[The data]
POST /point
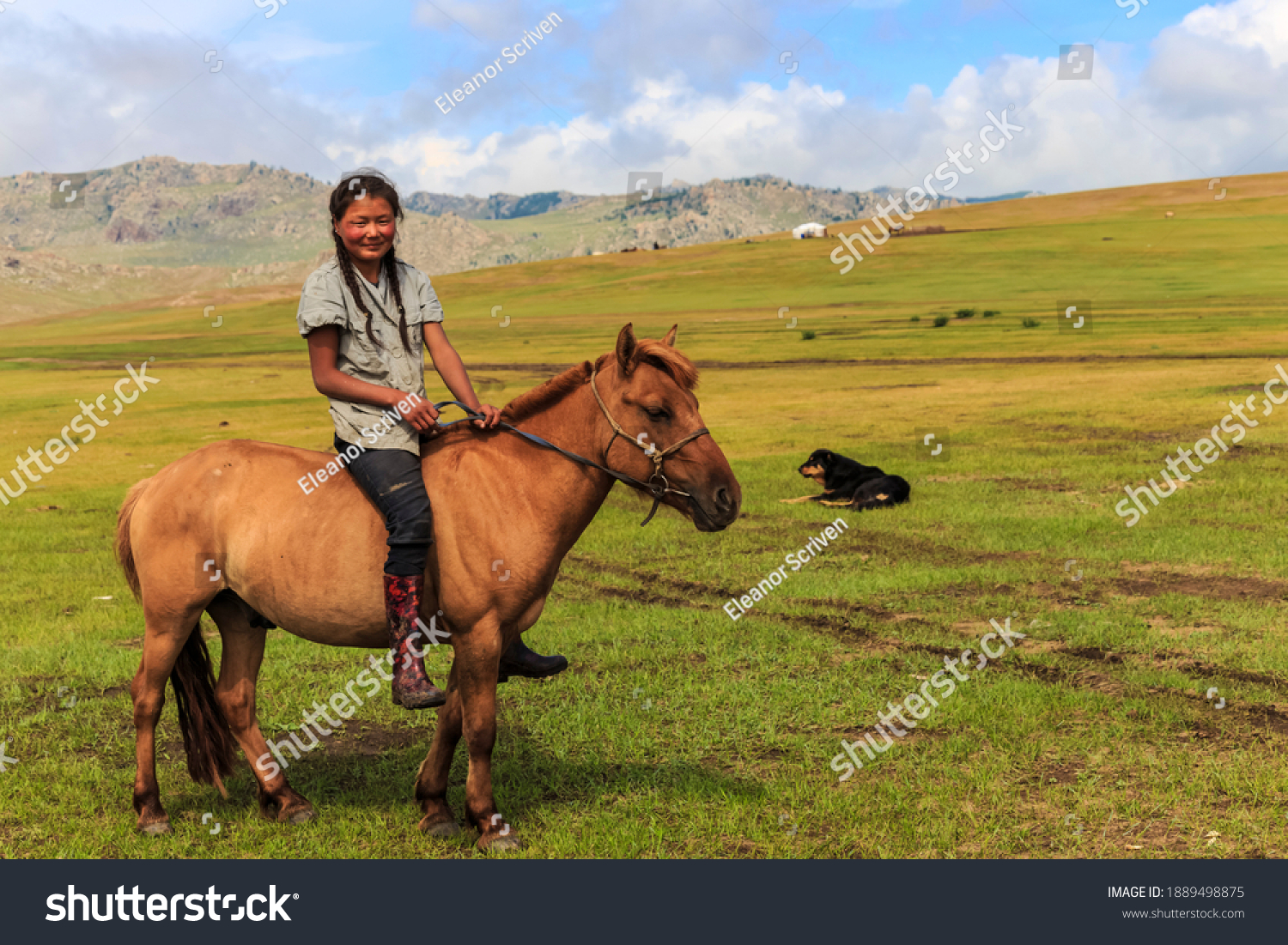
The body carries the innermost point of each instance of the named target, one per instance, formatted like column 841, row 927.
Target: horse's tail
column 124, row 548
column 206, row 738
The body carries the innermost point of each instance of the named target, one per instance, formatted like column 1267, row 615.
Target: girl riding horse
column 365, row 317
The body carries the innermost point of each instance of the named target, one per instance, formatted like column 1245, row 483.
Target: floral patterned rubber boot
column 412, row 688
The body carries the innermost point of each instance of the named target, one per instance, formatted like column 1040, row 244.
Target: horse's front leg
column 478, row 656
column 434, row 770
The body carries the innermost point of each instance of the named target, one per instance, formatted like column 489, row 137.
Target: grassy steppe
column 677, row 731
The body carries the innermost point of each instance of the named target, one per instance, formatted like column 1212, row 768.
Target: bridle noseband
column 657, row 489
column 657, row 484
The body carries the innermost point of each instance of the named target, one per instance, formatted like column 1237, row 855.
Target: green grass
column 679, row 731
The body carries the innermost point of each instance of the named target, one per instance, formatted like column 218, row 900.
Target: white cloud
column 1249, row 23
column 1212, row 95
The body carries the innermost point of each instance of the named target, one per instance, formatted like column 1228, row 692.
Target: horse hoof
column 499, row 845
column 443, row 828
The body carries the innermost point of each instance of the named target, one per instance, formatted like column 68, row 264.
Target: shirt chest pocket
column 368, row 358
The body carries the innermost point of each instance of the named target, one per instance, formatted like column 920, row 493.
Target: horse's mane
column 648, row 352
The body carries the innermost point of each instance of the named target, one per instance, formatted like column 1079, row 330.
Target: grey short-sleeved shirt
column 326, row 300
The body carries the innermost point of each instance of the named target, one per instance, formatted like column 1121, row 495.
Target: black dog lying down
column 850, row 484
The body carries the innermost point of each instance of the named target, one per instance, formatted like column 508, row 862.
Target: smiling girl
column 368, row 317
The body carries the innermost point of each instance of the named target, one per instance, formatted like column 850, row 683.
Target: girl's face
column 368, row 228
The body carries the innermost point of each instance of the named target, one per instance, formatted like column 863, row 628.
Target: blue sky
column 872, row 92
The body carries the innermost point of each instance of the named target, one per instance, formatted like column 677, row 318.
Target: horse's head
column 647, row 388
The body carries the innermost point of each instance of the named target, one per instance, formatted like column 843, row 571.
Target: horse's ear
[/The data]
--- What to work on ---
Output nothing but an exact retyping of the material, pictures excluded.

--- Response ---
POST /point
The body carries the innermost point of each instance of the named target, one per instance, formatted like column 841, row 927.
Target: horse's tail
column 124, row 548
column 206, row 738
The body carries the innermost point of each instance of the named target, one per instance, formatted like column 1267, row 615.
Target: girl riding horse
column 365, row 317
The body carries the innermost point of each instance of the named target, one per instance, formatted like column 1245, row 483.
Target: floral patterned rubber boot
column 412, row 688
The body carries the innermost point of each instance of the named target, one per instance, formatted like column 1040, row 244.
Target: horse's front leg
column 478, row 656
column 434, row 770
The body carries the innermost point of each instance of the named target, one per instance, formatted like column 489, row 137.
Target: grassy steppe
column 677, row 731
The body carries the innermost point of each instance of the named target, one per instance, formatted like column 1212, row 768.
Target: bridle noseband
column 657, row 489
column 657, row 484
The body carries the innermost point of each instance of the named target, one per instance, formatted like column 1237, row 855.
Target: green grass
column 679, row 731
The body carries the innermost point of each instance of the named target, one per instance, formatted like column 218, row 900.
Target: white cloud
column 1249, row 23
column 1212, row 95
The body carries the innermost point of each instance of the named target, one per instance, formatted like column 1228, row 692.
Target: horse hoof
column 499, row 845
column 443, row 828
The body carries the innermost point of each instance of the named target, one per instance, formatted like column 68, row 264.
Target: shirt chest pocket
column 368, row 358
The body carries the innermost point of each instance of the named target, one per instance, formatted like column 920, row 493.
Target: horse's mane
column 648, row 352
The body carries the innermost point of each instance of the named target, one per instance, formatted like column 1079, row 330.
Target: grey short-sleeved shirt
column 326, row 300
The body carries the innermost point of each instance of the named target, one per instance, formatted like column 1121, row 495.
Target: black dog lying down
column 850, row 484
The body carries the innermost point of each instance of the named target, one per instance, formatted like column 508, row 862.
Target: smiling girl
column 368, row 317
The body carries the innermost point of each instance of the named target, one per instance, formatted like column 850, row 683.
Target: girl's face
column 368, row 228
The body carries the innermost point of each instance of the named target, one per instance, formatted like column 863, row 628.
Target: blue sky
column 872, row 92
The body carries the innermost point of each instance of the named target, one per instance, formatted like column 677, row 318.
Target: horse's head
column 647, row 388
The body carries the innermost point of each instance of the named target, one per instance, formatted like column 843, row 571.
Target: horse's ear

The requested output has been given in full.